— Exercise prompt —
Put every line of the rows from the line with "target: shirtless man" up to and including the last line of the rows into a numbered list. Leave out any blank lines.

(Dataset rows)
────────────────
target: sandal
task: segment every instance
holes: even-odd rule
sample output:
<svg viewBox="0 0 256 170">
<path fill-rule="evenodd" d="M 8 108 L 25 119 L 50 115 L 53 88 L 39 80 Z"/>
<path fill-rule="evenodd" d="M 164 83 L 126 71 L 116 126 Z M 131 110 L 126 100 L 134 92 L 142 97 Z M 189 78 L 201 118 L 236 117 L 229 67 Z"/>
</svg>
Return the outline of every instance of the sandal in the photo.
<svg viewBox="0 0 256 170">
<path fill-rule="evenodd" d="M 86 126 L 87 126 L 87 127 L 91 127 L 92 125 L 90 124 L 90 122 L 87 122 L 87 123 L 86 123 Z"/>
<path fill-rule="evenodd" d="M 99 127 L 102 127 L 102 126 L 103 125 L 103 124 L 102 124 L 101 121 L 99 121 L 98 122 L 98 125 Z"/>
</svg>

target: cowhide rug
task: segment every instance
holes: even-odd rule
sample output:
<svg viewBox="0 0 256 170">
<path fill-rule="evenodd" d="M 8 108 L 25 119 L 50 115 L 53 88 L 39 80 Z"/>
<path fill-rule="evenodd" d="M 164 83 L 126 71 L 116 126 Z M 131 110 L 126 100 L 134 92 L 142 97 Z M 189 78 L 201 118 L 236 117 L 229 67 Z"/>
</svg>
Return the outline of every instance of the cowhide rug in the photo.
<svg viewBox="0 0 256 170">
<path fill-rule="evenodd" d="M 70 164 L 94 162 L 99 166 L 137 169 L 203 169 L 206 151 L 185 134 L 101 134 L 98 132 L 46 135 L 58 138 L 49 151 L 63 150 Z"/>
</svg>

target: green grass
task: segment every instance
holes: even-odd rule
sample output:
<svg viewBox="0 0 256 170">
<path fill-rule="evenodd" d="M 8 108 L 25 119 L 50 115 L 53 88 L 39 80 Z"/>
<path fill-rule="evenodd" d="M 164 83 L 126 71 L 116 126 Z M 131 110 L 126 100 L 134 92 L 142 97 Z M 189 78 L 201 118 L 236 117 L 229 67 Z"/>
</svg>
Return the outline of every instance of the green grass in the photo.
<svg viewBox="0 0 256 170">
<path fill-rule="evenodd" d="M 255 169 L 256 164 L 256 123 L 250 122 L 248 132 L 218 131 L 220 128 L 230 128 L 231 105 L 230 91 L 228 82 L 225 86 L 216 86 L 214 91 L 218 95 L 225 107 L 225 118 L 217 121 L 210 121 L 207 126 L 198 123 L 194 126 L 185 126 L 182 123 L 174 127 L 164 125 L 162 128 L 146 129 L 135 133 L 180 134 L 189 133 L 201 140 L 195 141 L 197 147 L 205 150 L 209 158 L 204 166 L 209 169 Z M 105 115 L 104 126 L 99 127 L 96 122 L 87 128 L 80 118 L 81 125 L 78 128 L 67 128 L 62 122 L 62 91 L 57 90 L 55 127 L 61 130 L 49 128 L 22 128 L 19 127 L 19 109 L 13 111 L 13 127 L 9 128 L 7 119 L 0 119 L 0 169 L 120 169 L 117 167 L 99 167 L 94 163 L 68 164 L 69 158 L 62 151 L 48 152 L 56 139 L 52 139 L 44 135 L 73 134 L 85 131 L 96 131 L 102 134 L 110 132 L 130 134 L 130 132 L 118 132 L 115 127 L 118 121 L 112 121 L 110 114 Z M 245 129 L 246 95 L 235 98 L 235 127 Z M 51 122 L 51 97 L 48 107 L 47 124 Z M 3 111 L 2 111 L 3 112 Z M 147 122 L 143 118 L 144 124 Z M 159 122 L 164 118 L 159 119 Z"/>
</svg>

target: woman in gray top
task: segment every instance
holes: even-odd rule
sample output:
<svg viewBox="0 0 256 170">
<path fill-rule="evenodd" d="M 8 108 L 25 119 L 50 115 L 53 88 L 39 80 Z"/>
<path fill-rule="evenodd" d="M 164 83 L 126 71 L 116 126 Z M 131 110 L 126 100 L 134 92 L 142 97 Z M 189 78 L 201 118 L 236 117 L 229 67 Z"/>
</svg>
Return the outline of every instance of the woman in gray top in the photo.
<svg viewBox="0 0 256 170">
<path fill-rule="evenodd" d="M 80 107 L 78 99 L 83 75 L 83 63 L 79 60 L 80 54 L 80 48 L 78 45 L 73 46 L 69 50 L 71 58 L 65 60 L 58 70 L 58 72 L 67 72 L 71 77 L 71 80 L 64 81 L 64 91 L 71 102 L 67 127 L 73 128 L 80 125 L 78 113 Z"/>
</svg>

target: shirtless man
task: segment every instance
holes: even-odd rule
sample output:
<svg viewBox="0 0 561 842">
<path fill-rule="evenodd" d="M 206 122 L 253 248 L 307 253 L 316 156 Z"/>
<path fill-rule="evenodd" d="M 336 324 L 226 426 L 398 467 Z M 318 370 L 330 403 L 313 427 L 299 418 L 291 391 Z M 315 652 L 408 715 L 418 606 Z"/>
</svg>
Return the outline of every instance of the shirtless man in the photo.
────────────────
— The result —
1. target: shirtless man
2. task: segment every instance
3. holes: even-odd rule
4. sample output:
5. <svg viewBox="0 0 561 842">
6. <path fill-rule="evenodd" d="M 206 122 L 253 248 L 307 253 L 316 156 Z"/>
7. <path fill-rule="evenodd" d="M 336 324 L 226 426 L 398 467 Z M 318 370 L 330 403 L 313 427 L 299 418 L 291 391 Z M 315 652 L 408 715 L 418 606 Z"/>
8. </svg>
9. Return the outline of every instance of the shirtless man in the photo.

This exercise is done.